[Point annotation dataset listing]
....
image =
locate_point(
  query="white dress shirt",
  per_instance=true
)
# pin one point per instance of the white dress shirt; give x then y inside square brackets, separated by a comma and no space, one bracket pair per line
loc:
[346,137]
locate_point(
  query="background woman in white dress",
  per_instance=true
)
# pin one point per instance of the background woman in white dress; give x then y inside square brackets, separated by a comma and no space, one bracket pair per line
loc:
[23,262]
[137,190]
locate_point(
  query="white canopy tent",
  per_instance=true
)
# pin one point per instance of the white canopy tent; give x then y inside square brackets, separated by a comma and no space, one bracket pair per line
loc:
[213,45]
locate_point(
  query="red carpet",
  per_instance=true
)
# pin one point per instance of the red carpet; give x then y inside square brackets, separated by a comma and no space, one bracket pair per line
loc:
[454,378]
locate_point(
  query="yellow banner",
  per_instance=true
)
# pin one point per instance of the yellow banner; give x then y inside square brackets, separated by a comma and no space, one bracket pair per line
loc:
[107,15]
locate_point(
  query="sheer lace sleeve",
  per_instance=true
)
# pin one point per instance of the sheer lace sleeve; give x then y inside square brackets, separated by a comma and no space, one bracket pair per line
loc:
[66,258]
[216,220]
....
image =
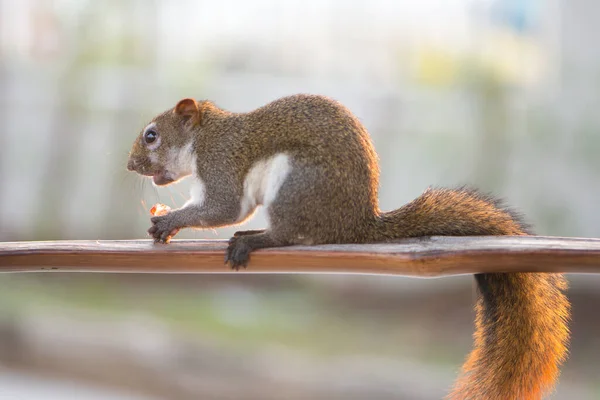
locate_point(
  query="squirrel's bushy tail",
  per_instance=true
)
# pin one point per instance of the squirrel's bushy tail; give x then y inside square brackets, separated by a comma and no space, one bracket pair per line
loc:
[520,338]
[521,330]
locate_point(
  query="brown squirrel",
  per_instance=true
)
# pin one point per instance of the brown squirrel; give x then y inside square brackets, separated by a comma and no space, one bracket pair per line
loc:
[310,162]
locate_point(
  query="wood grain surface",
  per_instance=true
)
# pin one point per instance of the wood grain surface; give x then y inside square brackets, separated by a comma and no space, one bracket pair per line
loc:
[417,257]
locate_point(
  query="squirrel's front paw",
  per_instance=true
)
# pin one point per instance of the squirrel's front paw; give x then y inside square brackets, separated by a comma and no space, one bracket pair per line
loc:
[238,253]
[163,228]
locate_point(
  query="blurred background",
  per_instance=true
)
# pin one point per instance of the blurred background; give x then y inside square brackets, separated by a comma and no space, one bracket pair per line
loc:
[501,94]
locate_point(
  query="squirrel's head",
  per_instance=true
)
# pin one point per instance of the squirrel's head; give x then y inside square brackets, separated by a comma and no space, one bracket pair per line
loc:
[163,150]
....
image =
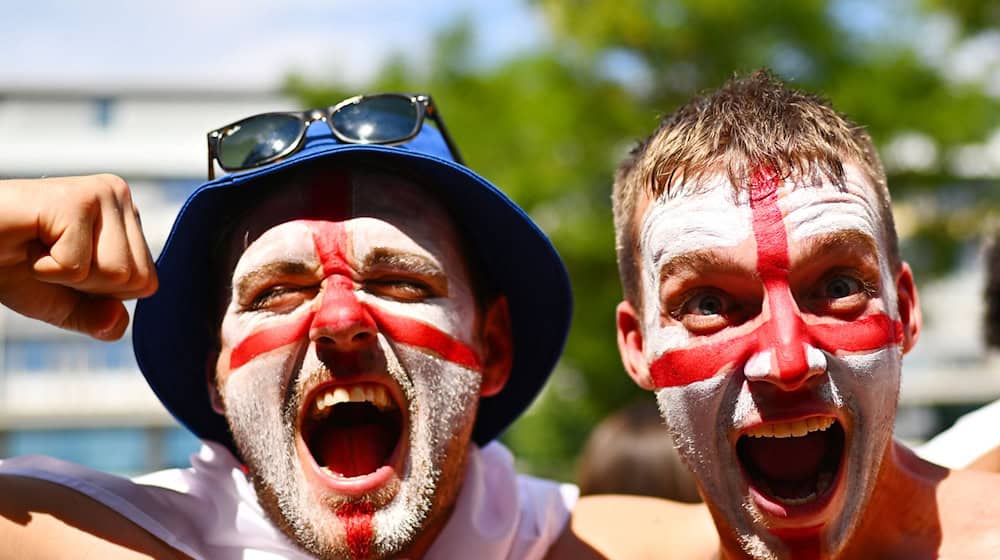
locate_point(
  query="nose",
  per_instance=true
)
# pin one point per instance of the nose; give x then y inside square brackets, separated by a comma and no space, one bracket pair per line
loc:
....
### Directions for this task
Tally the lines in the listing above that contain the string "white". Reply with the number alone.

### The output
6